By Ahmed Tabaqchali, Chief Strategist of AFC Iraq Fund.
Any opinions expressed are those of the author, and do not necessarily reflect the views of Iraq Business News.
“A Ho-hum Month, Ahead of Elections”
The market, as measured by the Rabee Securities U.S. Dollar Equity Index (RSISX USD Index), was up 0.6% for the month, and up 5.9% for the year. The low trading volumes that marked the prior month continued into October, with the average daily turnover at around half the average daily turnover for the prior 12 months.
Just as in the preceding month, the low volumes did not have a negative effect on prices, and the RSISX USD Index traded mostly at the upper end of its medium-term uptrend. Once again, supporting the thesis that the market’s technical picture continues to be positive, and that the RSISX USD Index is continuing with the process of consolidating its gains that started last December, following a blistering 35.9% three-month rally.

§ GOAL 1
By how much was the RSISX USD Index up for the year, according to the market commentary?
§ GOAL 2
For each statement, say whether it agrees with the market commentary, and quote the words that decide it. (a) In October, average daily turnover was about half the average for the prior 12 months. (b) The low volumes pushed prices down. (c) The process of consolidating gains started last June.
§ GOAL 3
Pick up the market commentary after its final sentence and continue it.
The listing that comes next is separate material and has no connection to the market commentary.

§ RECORDS PROVIDED
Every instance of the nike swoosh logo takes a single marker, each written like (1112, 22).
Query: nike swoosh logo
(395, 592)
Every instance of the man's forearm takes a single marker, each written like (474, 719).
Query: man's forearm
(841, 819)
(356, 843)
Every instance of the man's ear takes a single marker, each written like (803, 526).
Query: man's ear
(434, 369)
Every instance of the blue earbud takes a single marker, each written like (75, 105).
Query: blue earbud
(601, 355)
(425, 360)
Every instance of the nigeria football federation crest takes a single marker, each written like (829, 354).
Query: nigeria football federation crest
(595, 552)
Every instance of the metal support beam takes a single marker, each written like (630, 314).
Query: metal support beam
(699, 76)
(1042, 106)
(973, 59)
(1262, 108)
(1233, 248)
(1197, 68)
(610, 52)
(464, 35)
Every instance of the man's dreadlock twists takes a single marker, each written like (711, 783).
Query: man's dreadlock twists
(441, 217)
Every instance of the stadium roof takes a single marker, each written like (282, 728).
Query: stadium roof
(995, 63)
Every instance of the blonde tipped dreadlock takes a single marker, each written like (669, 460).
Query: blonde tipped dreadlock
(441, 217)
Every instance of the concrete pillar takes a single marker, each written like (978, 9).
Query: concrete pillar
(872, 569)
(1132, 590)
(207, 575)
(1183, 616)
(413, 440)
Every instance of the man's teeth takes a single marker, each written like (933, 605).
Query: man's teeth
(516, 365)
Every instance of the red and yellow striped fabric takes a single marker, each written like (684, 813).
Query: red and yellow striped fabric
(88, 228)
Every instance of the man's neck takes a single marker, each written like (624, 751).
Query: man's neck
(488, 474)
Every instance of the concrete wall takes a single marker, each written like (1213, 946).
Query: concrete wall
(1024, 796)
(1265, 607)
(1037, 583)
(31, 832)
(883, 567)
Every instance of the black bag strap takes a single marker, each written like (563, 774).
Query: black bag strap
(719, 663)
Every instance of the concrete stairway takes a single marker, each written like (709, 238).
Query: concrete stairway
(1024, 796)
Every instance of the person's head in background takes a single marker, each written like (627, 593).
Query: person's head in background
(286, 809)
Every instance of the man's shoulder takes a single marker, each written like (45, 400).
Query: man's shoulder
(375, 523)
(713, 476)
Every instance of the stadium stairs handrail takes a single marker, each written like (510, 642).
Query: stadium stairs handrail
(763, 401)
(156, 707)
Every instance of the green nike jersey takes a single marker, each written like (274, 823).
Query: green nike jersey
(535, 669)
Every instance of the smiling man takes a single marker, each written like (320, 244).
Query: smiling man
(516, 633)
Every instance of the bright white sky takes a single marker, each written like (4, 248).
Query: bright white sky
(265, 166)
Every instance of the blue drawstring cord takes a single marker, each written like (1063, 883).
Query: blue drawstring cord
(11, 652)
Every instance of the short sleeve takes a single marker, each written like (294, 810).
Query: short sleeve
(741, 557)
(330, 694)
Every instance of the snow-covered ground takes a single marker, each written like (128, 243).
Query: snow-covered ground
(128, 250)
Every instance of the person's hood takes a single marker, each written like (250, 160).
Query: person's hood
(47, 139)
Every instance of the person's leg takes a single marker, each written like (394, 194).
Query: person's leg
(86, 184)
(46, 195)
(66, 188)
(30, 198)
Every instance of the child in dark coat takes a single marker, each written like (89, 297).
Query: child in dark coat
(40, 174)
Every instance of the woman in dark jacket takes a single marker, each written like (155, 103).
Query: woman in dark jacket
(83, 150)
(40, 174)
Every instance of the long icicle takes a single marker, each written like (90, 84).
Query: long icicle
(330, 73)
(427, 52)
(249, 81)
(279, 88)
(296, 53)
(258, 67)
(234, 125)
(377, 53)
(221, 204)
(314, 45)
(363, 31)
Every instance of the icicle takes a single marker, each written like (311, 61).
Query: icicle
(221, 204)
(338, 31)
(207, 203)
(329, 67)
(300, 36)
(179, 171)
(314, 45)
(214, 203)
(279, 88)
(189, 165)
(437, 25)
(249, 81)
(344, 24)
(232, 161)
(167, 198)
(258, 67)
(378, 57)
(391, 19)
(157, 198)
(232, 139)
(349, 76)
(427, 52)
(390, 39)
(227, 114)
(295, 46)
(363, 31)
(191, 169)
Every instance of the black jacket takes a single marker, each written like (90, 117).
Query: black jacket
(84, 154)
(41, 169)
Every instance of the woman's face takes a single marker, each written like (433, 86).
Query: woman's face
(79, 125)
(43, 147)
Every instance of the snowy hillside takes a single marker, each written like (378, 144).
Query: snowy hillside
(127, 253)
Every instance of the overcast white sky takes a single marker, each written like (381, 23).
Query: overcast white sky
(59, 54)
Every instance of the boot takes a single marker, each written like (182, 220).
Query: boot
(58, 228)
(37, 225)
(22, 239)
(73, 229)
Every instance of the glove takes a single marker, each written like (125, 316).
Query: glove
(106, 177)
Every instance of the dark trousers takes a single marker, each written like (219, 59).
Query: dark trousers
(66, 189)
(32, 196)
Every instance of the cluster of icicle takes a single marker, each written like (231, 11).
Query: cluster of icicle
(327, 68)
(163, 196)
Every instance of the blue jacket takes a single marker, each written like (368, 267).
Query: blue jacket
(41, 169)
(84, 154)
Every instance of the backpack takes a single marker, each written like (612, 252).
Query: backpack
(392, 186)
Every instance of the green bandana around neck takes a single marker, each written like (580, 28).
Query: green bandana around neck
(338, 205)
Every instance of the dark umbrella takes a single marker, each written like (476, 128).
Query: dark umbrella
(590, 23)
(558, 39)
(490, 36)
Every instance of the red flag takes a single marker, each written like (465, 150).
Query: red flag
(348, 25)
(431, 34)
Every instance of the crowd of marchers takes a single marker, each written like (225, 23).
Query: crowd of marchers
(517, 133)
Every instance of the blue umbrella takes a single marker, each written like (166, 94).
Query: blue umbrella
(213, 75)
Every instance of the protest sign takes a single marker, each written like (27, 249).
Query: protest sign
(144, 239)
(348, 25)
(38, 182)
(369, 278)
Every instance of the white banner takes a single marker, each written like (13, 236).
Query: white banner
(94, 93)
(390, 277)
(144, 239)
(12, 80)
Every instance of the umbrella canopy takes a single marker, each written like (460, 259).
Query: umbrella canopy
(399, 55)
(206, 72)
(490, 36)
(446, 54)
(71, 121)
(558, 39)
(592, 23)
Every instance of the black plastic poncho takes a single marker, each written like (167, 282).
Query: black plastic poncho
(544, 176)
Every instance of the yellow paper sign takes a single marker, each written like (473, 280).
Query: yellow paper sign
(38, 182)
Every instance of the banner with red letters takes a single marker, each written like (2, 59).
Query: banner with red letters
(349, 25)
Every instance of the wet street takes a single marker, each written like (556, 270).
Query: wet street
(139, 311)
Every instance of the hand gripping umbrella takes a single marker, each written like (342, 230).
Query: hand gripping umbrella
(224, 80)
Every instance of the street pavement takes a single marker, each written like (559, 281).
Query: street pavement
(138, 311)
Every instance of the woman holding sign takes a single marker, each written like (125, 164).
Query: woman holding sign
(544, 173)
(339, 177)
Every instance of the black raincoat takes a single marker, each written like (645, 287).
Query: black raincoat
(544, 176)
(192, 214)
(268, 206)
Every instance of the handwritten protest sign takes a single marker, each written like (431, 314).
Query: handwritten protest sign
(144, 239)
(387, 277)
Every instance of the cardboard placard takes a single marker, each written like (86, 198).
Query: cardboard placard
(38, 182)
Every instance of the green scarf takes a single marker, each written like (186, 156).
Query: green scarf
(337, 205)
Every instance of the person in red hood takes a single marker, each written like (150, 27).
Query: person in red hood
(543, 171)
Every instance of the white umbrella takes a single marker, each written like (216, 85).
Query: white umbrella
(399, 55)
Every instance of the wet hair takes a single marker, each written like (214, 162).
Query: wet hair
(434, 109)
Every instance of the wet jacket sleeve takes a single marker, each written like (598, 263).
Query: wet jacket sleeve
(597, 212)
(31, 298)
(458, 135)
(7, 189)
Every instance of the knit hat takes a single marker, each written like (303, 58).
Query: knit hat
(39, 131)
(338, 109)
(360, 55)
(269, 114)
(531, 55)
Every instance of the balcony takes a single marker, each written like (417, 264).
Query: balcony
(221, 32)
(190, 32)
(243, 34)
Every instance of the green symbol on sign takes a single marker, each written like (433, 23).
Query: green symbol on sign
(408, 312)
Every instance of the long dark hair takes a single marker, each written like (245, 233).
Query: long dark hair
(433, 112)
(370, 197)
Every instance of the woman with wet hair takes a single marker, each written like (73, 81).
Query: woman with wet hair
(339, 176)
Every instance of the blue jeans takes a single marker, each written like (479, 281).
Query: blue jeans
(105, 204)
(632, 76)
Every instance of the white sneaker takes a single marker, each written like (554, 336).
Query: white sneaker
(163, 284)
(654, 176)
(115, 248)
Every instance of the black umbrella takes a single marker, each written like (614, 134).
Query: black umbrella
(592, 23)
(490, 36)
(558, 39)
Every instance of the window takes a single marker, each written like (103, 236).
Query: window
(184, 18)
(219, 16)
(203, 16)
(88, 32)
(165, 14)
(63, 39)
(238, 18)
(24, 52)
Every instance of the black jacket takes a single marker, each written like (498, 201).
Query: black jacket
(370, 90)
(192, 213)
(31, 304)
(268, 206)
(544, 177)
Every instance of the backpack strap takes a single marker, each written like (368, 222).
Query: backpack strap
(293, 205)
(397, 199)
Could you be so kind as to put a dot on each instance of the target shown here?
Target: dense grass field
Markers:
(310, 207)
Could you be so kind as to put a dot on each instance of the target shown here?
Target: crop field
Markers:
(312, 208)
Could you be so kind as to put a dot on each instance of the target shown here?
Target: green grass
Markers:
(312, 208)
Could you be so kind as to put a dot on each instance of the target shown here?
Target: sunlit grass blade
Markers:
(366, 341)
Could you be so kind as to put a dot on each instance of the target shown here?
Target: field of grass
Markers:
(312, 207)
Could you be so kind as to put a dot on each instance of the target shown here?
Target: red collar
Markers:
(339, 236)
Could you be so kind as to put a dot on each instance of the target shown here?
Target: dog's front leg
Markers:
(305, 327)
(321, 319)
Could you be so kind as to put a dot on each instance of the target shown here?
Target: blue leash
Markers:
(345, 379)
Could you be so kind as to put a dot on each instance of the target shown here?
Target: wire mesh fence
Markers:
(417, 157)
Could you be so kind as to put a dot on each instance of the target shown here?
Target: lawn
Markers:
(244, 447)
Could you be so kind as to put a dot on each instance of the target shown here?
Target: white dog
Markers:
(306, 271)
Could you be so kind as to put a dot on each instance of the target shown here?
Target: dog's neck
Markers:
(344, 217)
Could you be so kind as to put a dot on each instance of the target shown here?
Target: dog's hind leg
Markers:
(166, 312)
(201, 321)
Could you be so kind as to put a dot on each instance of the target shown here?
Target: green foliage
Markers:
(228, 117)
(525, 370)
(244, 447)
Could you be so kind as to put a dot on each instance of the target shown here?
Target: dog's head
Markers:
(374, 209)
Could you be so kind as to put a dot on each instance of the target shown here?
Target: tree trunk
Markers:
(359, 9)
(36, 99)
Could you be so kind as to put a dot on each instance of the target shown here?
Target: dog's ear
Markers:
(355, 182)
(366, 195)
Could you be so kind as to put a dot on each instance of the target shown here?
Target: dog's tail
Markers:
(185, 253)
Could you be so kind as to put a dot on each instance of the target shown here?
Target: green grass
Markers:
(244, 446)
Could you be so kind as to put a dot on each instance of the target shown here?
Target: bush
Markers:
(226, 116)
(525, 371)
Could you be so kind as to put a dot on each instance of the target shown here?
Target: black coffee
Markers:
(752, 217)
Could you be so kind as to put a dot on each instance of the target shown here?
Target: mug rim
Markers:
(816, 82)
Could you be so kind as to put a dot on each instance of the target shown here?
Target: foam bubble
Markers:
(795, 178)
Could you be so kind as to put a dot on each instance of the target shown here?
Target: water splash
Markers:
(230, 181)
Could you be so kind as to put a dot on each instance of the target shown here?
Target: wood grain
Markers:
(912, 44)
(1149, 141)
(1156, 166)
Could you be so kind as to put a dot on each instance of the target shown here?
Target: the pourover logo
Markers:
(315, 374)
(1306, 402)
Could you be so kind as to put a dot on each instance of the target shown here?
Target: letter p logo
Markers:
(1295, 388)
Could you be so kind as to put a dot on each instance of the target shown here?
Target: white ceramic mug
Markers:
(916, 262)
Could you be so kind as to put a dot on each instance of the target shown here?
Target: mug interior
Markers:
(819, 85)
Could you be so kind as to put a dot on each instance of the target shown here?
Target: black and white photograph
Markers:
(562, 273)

§ TASK ANSWER 1
It was up 5.9% for the year.

§ TASK ANSWER 2
(a) Yes: "with the average daily turnover at around half the average daily turnover for the prior 12 months"
(b) No: "the low volumes did not have a negative effect on prices"
(c) No: "consolidating its gains that started last December"

§ TASK ANSWER 3
While this consolidation could continue over the next few weeks, the likely consolidation or pullback should be within its multi-month uptrend (chart below).
Rabee Securities U.S. Dollar Equity Index and Daily Turnover
(Source: Iraq Stock Exchange, Rabee Securities, AFC Research, daily data as of October 30th.
Note: daily turnover adjusted for block trades)
The RSISX USD Index’s constituents’ performances were a mixed bag, with five stocks up and five down. Positive performances were led by Baghdad Soft Drinks (IBSD), which was up 8.1%, followed by the National Bank of Iraq (BNOI) up 6.5%, Iraqi Islamic Bank (BIIB) up 3.9%, and AsiaCell Telecom (TASC) up 0.5%.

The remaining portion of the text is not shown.